- **EXERCISE AIM**: Drawing on the news article below, explain in one to three sentences why the treatment plant needed to take its aeration lagoon out of service.

- **PROVIDED PASSAGE**:
::::

News | August 18, 2025

Big Island Welcomes Small Footprint Aeration Solution

Landia worked with WSI to configure the angles of aerator injection nozzles that best suited the project

An aging basin liner potentially causing untreated water to leak into the ground? Concerns of environmental contamination, violations or a cease-and-desist letter?

All sounds rather dramatic, but there are a worryingly large number of small treatment plants (<500,000 gallons per day) that have just one aeration pond, one clarifier, and an aging liner approaching the end of its design life. Many of these systems have no redundancy or back-up whatsoever.

Easily remedied you might say by digging a new pond, but that’s almost certainly not the most economical solution, and as with many smaller treatment plants, there often isn’t enough space on site to do so anyway. So, when you only have one aeration basin, how can you take it out of service for cleaning, maintenance and relining?

In a recently completed project, WSI International, a Denver based equipment manufacturer and engineering services company, demonstrated how to economically provide the treatment redundancy necessary to safely renovate a 300,000 GPD extended aeration activated sludge facility’s aging infrastructure.

The Utility Manager at the facility took a proactive approach and engaged with WSI to design and manufacture a system to provide the necessary redundancy to take the activated sludge lagoon offline.

From conceptual design, all the way through project delivery, WSI was challenged with ensuring that the WWTP (built in 1995) on the Big Island of Hawaii would, for the first time, have the option to take its aerated lagoon offline for cleaning and relining without interrupting the overall treatment process.

Furthermore, the treatment plant needed to add redundancy for both aeration and clarification, but without expanding the site footprint. The liner for the existing aeration lagoon (443,000 gallons) at the 30-year-old treatment plant was showing signs of deterioration from the weather along the outer edges. Also, operations had identified an accumulation of grit which needed to be removed to maintain treatment capacity. Removing the lagoon from service to inspect the liner and carry out repairs/replacement and cleaning would all be fine if the wastewater could be diverted to a temporary basin, but the challenge was the absence of redundancy for the aeration basin and a secondary clarifier.

::::

- **SUPPLIED RECORDS**:
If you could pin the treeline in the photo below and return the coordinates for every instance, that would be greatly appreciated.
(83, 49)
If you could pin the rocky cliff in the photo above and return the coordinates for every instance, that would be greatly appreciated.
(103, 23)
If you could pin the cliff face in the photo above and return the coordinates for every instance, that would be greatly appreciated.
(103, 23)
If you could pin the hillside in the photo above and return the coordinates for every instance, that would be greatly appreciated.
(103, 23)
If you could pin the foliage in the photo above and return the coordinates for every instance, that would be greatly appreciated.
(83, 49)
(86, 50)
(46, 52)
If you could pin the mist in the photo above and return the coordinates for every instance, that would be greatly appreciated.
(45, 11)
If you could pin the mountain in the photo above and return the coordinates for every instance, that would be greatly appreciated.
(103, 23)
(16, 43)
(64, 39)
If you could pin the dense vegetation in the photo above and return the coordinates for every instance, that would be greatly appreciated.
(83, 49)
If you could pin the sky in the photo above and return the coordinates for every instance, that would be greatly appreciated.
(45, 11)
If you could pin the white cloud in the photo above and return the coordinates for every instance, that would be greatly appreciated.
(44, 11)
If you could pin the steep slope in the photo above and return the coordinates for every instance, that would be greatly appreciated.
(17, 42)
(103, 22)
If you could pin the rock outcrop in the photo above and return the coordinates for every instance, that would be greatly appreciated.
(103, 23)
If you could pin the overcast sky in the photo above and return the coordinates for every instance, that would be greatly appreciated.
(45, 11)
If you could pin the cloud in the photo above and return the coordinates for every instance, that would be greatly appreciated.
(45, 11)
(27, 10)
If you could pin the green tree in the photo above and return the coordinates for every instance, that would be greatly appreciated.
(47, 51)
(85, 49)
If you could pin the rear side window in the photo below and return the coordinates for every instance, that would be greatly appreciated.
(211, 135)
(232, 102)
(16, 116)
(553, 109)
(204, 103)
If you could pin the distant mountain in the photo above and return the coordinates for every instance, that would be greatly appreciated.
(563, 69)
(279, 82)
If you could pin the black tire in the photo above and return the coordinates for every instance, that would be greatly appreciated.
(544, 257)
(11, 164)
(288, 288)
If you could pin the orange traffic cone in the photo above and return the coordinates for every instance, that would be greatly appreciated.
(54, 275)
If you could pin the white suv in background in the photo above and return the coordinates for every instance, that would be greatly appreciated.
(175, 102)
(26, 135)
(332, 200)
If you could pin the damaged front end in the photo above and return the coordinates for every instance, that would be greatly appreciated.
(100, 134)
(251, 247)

::::

- **SOLUTION TO THIS TASK**: The liner of the existing 443,000-gallon aeration lagoon was showing weather-related deterioration along its outer edges. Operations had also identified an accumulation of grit that had to be removed to maintain treatment capacity. Taking the lagoon offline would allow the liner to be inspected and repaired or replaced and the lagoon to be cleaned.